**CHALLENGE**
Update the data below, everything from the line containing "Might I ask you to point at the man's" down to the line containing "point(625, 374)", by replacing "shorts" with "trousers" and changing nothing else. Give back only those lines, and leave the picture out.

------ DATA TO PROCESS ------

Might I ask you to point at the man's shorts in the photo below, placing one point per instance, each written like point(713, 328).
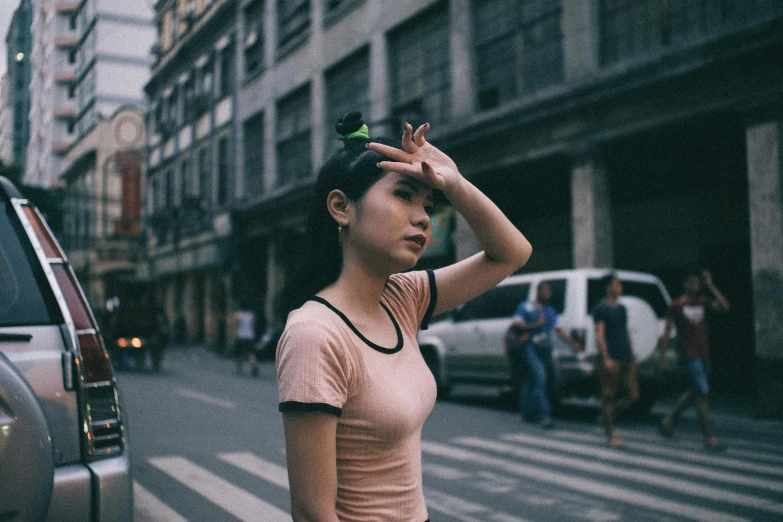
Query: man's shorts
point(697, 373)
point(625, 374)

------
------ DATA TO PROCESS ------

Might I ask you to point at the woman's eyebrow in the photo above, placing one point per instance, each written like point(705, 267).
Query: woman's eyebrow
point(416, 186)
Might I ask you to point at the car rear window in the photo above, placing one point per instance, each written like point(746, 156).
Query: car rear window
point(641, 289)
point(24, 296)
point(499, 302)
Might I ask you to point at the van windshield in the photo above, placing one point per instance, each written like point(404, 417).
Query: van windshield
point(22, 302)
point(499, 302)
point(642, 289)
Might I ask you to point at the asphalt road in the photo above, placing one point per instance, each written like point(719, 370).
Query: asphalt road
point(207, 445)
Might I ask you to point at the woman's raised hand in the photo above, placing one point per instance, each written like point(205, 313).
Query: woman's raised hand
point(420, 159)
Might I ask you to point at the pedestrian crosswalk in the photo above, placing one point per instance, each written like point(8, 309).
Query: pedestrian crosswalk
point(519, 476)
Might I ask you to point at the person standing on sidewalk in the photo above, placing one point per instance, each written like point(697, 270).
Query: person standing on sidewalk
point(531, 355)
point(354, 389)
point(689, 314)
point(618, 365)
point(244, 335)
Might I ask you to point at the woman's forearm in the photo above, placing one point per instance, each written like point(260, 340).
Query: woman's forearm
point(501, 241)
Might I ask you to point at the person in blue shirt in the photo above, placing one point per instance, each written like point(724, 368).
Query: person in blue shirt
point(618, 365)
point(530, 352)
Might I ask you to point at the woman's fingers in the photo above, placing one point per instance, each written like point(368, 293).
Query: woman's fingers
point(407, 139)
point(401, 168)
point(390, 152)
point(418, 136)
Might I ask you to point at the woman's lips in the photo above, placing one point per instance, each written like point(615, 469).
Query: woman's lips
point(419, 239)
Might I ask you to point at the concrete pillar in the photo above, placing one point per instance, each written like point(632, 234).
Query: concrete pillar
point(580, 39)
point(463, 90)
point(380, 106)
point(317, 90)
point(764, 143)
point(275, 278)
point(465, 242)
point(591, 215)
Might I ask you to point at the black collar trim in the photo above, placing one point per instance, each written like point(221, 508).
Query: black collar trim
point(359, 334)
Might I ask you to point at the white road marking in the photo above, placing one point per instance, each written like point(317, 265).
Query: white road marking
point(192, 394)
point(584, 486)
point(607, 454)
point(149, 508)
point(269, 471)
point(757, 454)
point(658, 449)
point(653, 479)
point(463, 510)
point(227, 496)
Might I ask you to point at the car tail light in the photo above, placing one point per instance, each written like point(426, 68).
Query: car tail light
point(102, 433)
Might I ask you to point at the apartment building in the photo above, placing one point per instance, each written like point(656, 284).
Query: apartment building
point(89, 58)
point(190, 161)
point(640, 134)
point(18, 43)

------

**OUTPUT FOR THIS TASK**
Might I ask you to point at the man's trousers in the photo below, placing one point per instance, each written like point(713, 328).
Query: man's trousers
point(697, 373)
point(625, 374)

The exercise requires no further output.